---- Records for this exercise

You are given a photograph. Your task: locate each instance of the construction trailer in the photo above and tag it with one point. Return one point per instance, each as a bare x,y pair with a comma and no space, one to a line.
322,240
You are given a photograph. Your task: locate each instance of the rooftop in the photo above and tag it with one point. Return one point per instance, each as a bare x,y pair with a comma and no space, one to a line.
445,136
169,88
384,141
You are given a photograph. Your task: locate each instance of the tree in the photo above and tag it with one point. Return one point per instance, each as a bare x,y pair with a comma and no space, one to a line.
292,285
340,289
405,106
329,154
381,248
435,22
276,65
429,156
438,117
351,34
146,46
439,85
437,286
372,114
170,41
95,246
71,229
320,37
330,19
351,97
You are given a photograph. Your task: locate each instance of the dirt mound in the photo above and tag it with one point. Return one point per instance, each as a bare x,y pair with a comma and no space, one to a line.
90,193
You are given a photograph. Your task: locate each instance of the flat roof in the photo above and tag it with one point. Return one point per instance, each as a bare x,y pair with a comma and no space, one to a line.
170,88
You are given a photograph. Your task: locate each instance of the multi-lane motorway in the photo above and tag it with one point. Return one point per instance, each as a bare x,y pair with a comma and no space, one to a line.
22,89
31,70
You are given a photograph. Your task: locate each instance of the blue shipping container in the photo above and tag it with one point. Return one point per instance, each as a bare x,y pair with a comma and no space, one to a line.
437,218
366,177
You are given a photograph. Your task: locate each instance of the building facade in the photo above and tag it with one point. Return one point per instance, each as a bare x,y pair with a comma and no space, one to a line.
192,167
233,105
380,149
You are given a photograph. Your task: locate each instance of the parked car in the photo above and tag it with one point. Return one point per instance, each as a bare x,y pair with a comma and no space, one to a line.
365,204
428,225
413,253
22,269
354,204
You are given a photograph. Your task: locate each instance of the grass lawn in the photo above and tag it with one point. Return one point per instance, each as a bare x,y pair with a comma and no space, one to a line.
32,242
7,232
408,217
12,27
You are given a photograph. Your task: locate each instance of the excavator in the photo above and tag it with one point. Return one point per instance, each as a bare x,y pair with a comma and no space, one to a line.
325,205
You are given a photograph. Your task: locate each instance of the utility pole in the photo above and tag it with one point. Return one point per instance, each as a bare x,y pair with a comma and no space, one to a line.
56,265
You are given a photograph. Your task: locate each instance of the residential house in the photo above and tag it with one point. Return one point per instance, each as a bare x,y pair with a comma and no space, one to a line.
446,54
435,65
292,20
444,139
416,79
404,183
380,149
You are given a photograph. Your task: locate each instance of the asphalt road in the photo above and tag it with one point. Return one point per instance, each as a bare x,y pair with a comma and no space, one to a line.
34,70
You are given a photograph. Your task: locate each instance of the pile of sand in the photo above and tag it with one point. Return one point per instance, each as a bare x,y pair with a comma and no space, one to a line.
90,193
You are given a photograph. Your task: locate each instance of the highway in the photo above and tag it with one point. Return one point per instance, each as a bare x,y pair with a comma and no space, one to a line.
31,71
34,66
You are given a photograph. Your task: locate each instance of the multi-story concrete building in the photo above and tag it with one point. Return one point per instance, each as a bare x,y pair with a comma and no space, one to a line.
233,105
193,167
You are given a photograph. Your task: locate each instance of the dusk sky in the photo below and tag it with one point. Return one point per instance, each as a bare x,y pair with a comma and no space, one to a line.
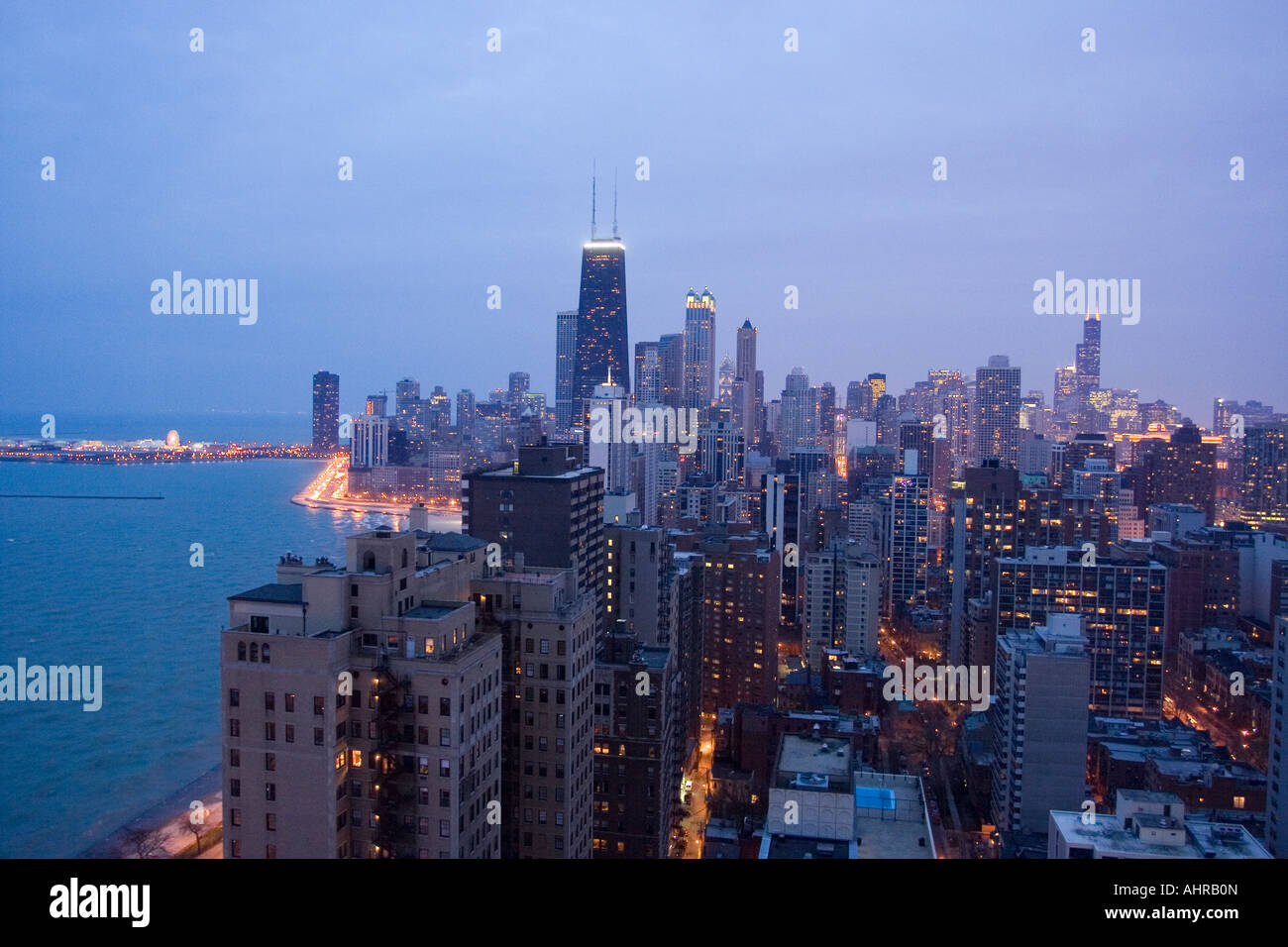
767,169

--------

Request |
Print the records above exactly as they stand, but leave out the pictures.

Task result |
You are given a photograph. Your task: locate each instance of the construction trailer in the photo above and tag it with one point. Return one point per instance, each as a bare x,y pair with a comma and no space, one to a line.
322,240
You are given a photograph. Your task: locate each instance of the rooftop in the photo above and tag it with one point. Return one point per instance, each as a bare x,y pair with a comma and no space, one to a line.
445,136
169,88
384,141
You are given a photograph. Your task: locate each instance of the tree in the photo above and tag it with one point. Return one point per instance, each as a bare x,y pair with a comma and no space, one to a line.
292,285
340,289
405,106
329,154
381,248
435,22
276,65
429,156
438,117
351,34
146,46
439,85
437,286
372,114
170,41
95,246
71,229
320,37
330,19
351,97
You are given a photograph. Your task: locate each instance of the dirt mound in the photo above and tag it with one point. Return one point per instance, each as a bare x,y pair with a comma and no space, one to a line.
90,193
You are given a photograph. Your task: locate each instance of the flat roof in the photo above and tag it with one point. Return one point per instance, each as a bare x,y pair with a comma and no space, one to a line.
170,88
You are given a photograph. Your task: locate each instance of the multi-lane motorway in the photo above and tag it with one point. Return one point per instance, each as a bare x,y pair with a comma and no space, one to a line.
22,89
31,70
You are given a photograph. Your task: locate each instance of the blue shipping container in the photo above and tag it with one point. Return one point per instance, each as a bare x,y pair with a comma and no space, one to a line.
437,218
366,177
You are given a photograph. Your task: locate each instance of the building facade in the photo above and tag it with one point. Return one point per instance, each as a bare x,y pair with a comma and no space, one to a line.
192,167
233,105
380,149
You are given a photograph. Your task: locate each instance of the parked car in the photo above and tag it with one point. Return one point per instance, each as a bare x,y pair with a comma and no space, one to a line.
365,204
428,225
413,253
22,269
354,204
You are given a photograph. Your task: locate each instance of the grass lawn in the photo above and tag it with one point. Return one point per instance, each as a bare x,y pair with a comma and no space, one to a line.
32,242
7,232
408,217
12,27
You are given a photograph. Your task: locate each instance of the excavator in the photo above and tag it with one point. Return one point per instance, each as a bare x,y pair with a comma and no space, one to a line.
325,205
You are given a photograph. Your task: locate each instance of the utility pole in the photo above and tag it with one point. Return one point per instance, each as a bare x,y pair with a comma and no space, one to a line.
56,265
You are given a photograph. Your task: locate each instance of the residential house in the photo above and tag it with one point. Return one point per instance, each as a bare x,y pair with a comma and no space, one to a line.
446,54
435,65
292,20
444,139
416,79
404,183
380,149
You are given a photograph. Your task: locate each instance of the asphalt road in the photo above and tag it with one point. Return one point per instance, each as a bare x,y pair with a comma and no space, one to a line.
34,70
You are given a photograph. Your task: locate each instance of the pile of sand in the photo above and tag it with one point. Return one point per instance, each as a bare x,y pair with a comma and no space, one to a line.
90,193
You are given a photograph. Your task: locate each instance of the highway in the photo above and tag it with one point. Return one point per instance, each as a bare x,y pair with a comma and no space, one to a line.
31,71
34,66
You are given a photograph. Your task: locate each instance of the multi-story concrete building in the photo above and tag it with one point. Return one point per instance, each as a bare x,y pair with a comma and no space, one to a line.
233,105
193,167
You are given a photograph. Your task: locate each instance of the dusk sky in the photo below and tag it with one point. Return one point per instance, each as a bare x,y pair with a comma and no space, one to a line.
767,169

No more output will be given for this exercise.